RECORD SET

— begin —

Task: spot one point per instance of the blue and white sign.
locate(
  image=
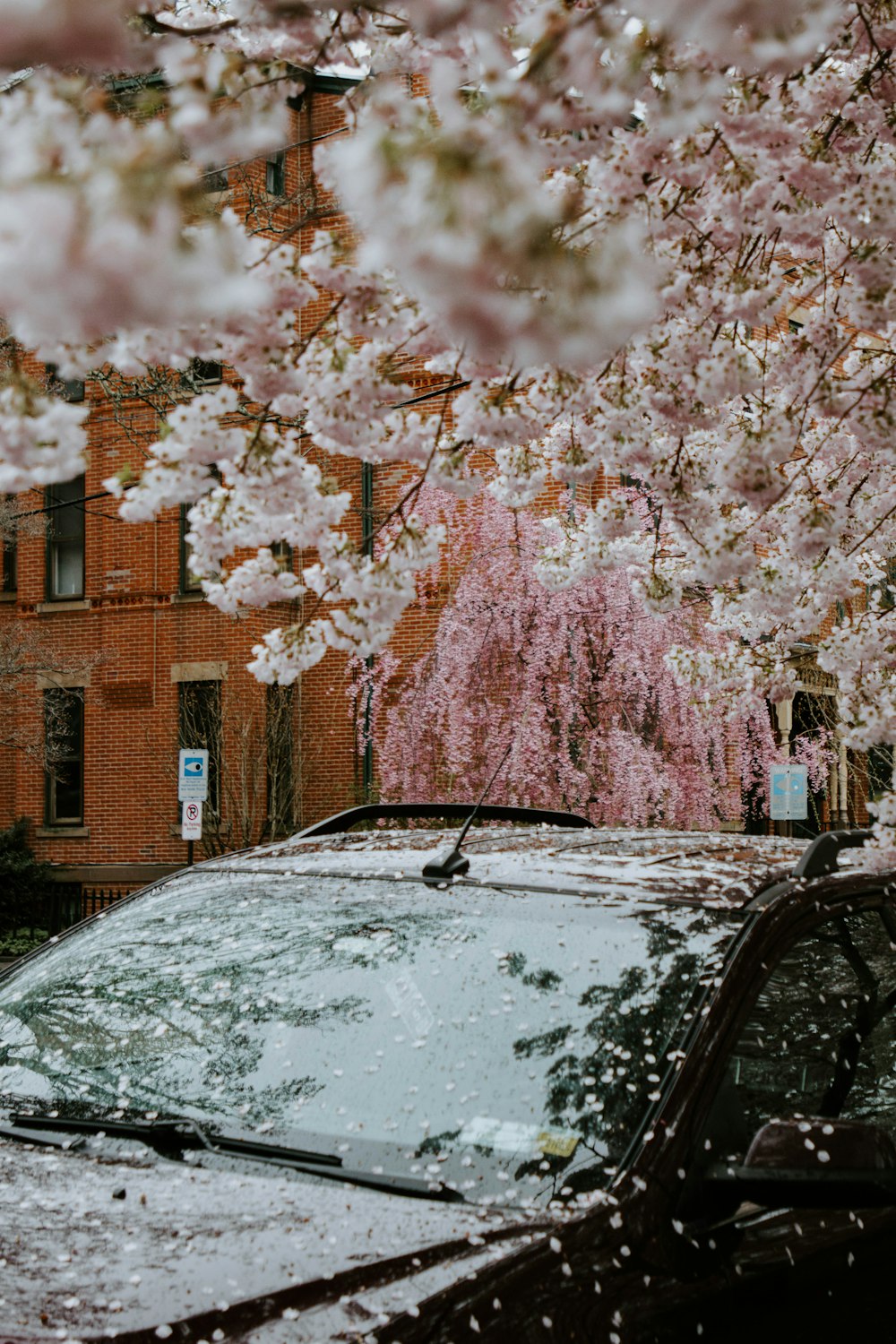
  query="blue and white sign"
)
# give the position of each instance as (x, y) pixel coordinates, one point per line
(193, 776)
(788, 792)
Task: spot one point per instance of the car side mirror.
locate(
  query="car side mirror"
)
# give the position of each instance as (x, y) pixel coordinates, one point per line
(814, 1163)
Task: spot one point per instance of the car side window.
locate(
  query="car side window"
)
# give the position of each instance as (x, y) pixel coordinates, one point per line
(821, 1038)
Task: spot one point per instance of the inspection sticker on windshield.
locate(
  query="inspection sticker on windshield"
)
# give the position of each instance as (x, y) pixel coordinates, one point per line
(557, 1142)
(410, 1003)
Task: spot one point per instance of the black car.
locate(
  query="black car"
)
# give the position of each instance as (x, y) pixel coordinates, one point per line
(546, 1083)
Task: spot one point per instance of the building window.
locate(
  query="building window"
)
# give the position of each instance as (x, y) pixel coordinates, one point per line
(282, 553)
(201, 728)
(281, 758)
(10, 547)
(214, 177)
(64, 711)
(70, 389)
(188, 581)
(276, 174)
(66, 539)
(204, 373)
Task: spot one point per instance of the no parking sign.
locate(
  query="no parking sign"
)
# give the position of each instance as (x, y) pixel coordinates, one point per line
(191, 822)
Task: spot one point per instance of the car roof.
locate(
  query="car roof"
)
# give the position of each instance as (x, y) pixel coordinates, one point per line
(702, 867)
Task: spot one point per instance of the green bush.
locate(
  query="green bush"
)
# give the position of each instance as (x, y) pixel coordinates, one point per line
(16, 943)
(23, 879)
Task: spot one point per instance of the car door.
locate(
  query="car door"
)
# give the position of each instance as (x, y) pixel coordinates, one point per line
(817, 1040)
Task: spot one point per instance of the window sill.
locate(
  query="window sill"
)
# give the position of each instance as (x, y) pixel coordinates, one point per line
(80, 604)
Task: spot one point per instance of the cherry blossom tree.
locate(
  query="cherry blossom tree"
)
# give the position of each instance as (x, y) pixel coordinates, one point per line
(573, 685)
(657, 247)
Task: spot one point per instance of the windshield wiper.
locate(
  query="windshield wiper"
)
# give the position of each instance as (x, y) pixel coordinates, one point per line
(175, 1137)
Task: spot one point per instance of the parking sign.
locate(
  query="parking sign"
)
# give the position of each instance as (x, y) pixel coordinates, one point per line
(193, 776)
(788, 792)
(191, 822)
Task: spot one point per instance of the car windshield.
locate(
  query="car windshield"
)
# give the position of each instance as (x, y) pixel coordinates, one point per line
(506, 1045)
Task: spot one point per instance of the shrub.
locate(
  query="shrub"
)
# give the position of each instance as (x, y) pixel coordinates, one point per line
(23, 879)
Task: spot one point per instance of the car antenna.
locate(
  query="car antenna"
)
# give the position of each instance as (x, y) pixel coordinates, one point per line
(452, 863)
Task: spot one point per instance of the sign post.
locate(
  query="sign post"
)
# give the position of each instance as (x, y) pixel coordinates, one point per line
(788, 792)
(193, 790)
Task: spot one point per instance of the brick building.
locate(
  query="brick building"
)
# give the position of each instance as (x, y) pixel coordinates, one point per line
(126, 661)
(123, 660)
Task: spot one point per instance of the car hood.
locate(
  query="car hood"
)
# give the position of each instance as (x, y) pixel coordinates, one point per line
(123, 1245)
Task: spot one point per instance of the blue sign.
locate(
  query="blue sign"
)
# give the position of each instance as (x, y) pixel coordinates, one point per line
(193, 776)
(788, 793)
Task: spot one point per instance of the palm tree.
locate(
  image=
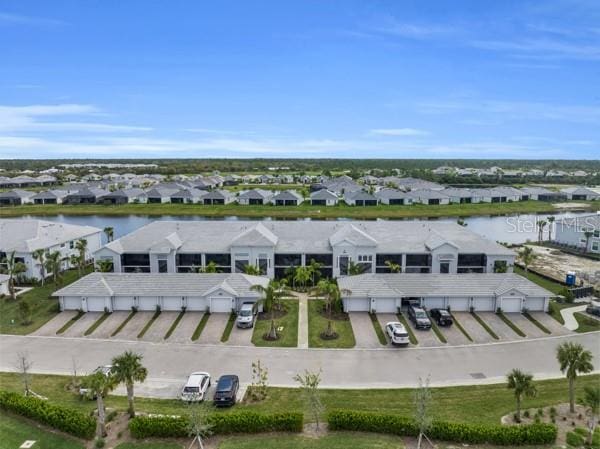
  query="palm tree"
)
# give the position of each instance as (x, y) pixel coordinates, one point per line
(81, 247)
(551, 220)
(573, 360)
(272, 293)
(109, 231)
(14, 268)
(591, 401)
(302, 276)
(127, 369)
(40, 256)
(527, 257)
(522, 384)
(393, 266)
(99, 385)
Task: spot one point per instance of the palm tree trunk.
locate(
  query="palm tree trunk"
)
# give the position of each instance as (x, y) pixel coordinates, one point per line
(131, 409)
(101, 416)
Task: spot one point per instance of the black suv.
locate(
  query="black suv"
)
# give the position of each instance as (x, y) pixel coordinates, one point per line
(441, 316)
(419, 317)
(227, 388)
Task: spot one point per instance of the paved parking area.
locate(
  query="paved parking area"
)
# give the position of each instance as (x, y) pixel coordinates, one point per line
(213, 331)
(109, 325)
(159, 328)
(186, 327)
(528, 328)
(501, 329)
(135, 325)
(472, 327)
(364, 333)
(82, 324)
(550, 323)
(49, 329)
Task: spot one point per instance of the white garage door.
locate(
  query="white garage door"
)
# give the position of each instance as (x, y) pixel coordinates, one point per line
(433, 303)
(484, 304)
(72, 303)
(195, 303)
(459, 304)
(96, 303)
(122, 302)
(173, 303)
(357, 305)
(534, 304)
(147, 302)
(387, 305)
(511, 305)
(221, 304)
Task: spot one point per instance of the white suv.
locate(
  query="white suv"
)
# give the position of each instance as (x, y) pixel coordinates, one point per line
(397, 333)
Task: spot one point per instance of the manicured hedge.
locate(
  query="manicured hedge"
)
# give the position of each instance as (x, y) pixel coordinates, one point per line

— end —

WORK INSTRUCTIONS
Rewrite the listing above with every "pixel coordinates" replaced by "image coordinates", changing nothing else, and leave the pictures out of your answer.

RESPONSE BELOW
Task: spot one point per instance of the blue and white sign.
locate(
  image=
  query="blue and white sign"
)
# give the position of each instance as (x, y) image coordinates, one point per line
(193, 776)
(788, 792)
Task: spot one point per instance of the car side mirror.
locate(
  query="car side mirror"
)
# give the position of each instance as (x, y) image coordinates, one point per line
(814, 1163)
Task: spot one point per instance of the car side window.
locate(
  query="car side window"
)
# give the position of each instance as (x, y) image coordinates, one point per line
(821, 1038)
Task: spot one point per instance of the inspection sticker on windshield.
locate(
  query="inspection sticker on windshield"
)
# give the position of each instance as (x, y) image coordinates, one point per line
(557, 1142)
(410, 1003)
Task: spot one point per instance of the black car.
locate(
  query="black car"
)
# give the position of each instance as (x, y) image coordinates, one point per line
(546, 1083)
Task: spot one point per instance of the building window.
locate(
  query="building window"
)
# give the position of each instance as (x, y) image coordinates, one point per line
(282, 553)
(201, 728)
(281, 758)
(10, 547)
(214, 177)
(64, 711)
(70, 389)
(188, 581)
(276, 174)
(66, 539)
(204, 373)
Task: spot one point per instance of the no parking sign.
locate(
  query="no parking sign"
)
# give the position of each instance as (x, y) image coordinates, one point per line
(191, 822)
Task: spot one point per instance of the car roof.
locate(
  query="car roof"
)
# give the position of each instance as (x, y) image coordinates, one point per line
(702, 867)
Task: spot one point per instance of the green bush.
locate(
  query="green bush"
)
# give the position of each instance as (x, y) image coordinates, one point per line
(16, 943)
(23, 879)
Task: spot one point per instance of the car door.
locate(
  query="car door"
)
# give the position of each instance as (x, y) image coordinates, one point per line
(817, 1040)
Task: spot one point per instance of the window sill.
locate(
  query="window sill"
)
# give the position of each instance as (x, y) image coordinates, one point per line
(80, 604)
Task: spot one point per instance of the cherry blossom tree.
locate(
  query="cherry blossom tree"
)
# give the position of each instance as (x, y) image coordinates, one point per line
(573, 685)
(657, 247)
Task: spot one point per instance of the windshield wiper.
locate(
  query="windshield wiper"
)
# give the position of each instance as (x, y) image coordinates, one point per line
(175, 1137)
Task: spot one point per instance of the parking sign.
locate(
  query="parking sign"
)
# give the position of each instance as (x, y) image coordinates, one point per line
(193, 776)
(788, 792)
(191, 822)
Task: spot one point per instance of the car windshield.
locate(
  query="car windshield"
)
# give the position of each instance as (x, y) image coordinates, one point per line
(506, 1045)
Task: spot one point per instance of the shrub.
locate(
  query="shrub"
)
# give the position of each instance as (x, y) image coordinates, one point per line
(23, 879)
Task: spot one point per instance of the car antenna.
locate(
  query="car antenna"
)
# give the position of each instance as (x, y) image coordinates, one point per line
(452, 863)
Task: spot one point per instance of the sign post.
locate(
  query="sign post"
)
# give the position of each instance as (x, y) image coordinates, one point per line
(788, 792)
(193, 790)
Task: spot one point per instance of the brick building.
locate(
  query="brick building"
)
# give the position of each instance as (x, y) image coordinates, one point per line
(126, 661)
(123, 660)
Task: spot one point per instance of the car hood.
locate(
  query="car hood"
)
# give the position of each instance as (x, y) image coordinates, one point per line
(123, 1245)
Task: spot one point per instance of the blue sign.
locate(
  query="blue sign"
)
# give the position of each instance as (x, y) image coordinates, one point per line
(193, 776)
(788, 793)
Task: spot one point per instance of the palm tree.
locate(
  image=
  query="palm tree"
)
# give the position of each instance as (x, y) image coordinates, one point per line
(81, 247)
(551, 220)
(573, 360)
(272, 293)
(109, 231)
(14, 268)
(591, 401)
(302, 276)
(127, 369)
(40, 256)
(527, 257)
(522, 384)
(393, 266)
(99, 385)
Task: spot one point per instance of the palm tree trunk.
locate(
  query="palm tree trunk"
)
# give the position of each instance as (x, y) image coordinates, one point per line
(131, 409)
(101, 416)
Task: spot one point per instance of the black suv.
locate(
  query="black suv"
)
# give the position of each instance as (x, y) image coordinates, one point per line
(441, 316)
(419, 317)
(227, 388)
Task: spot one point per instance of the paved parking area.
locate(
  query="paved parking area"
)
# give the position of each instance as (x, y) image coordinates, one point per line
(213, 331)
(109, 325)
(159, 328)
(186, 327)
(528, 328)
(501, 329)
(135, 325)
(472, 327)
(364, 333)
(82, 324)
(550, 323)
(49, 329)
Task: spot one point per instance of the white garage door.
locate(
  query="white garage door"
)
# give the position of each instance as (x, y) image coordinates, one point per line
(433, 303)
(484, 304)
(72, 303)
(195, 303)
(459, 304)
(96, 303)
(122, 302)
(173, 303)
(357, 305)
(534, 304)
(147, 302)
(387, 305)
(511, 305)
(221, 304)
Task: spot one point per instance of the white suv.
locate(
  query="white suv"
)
# give the position of each instance as (x, y) image coordinates, one point per line
(397, 333)
Task: spot one point per instance of the manicured hedge.
locate(
  query="manicured hedge"
)
# give the position of each instance as (x, y) image coordinates, one point per line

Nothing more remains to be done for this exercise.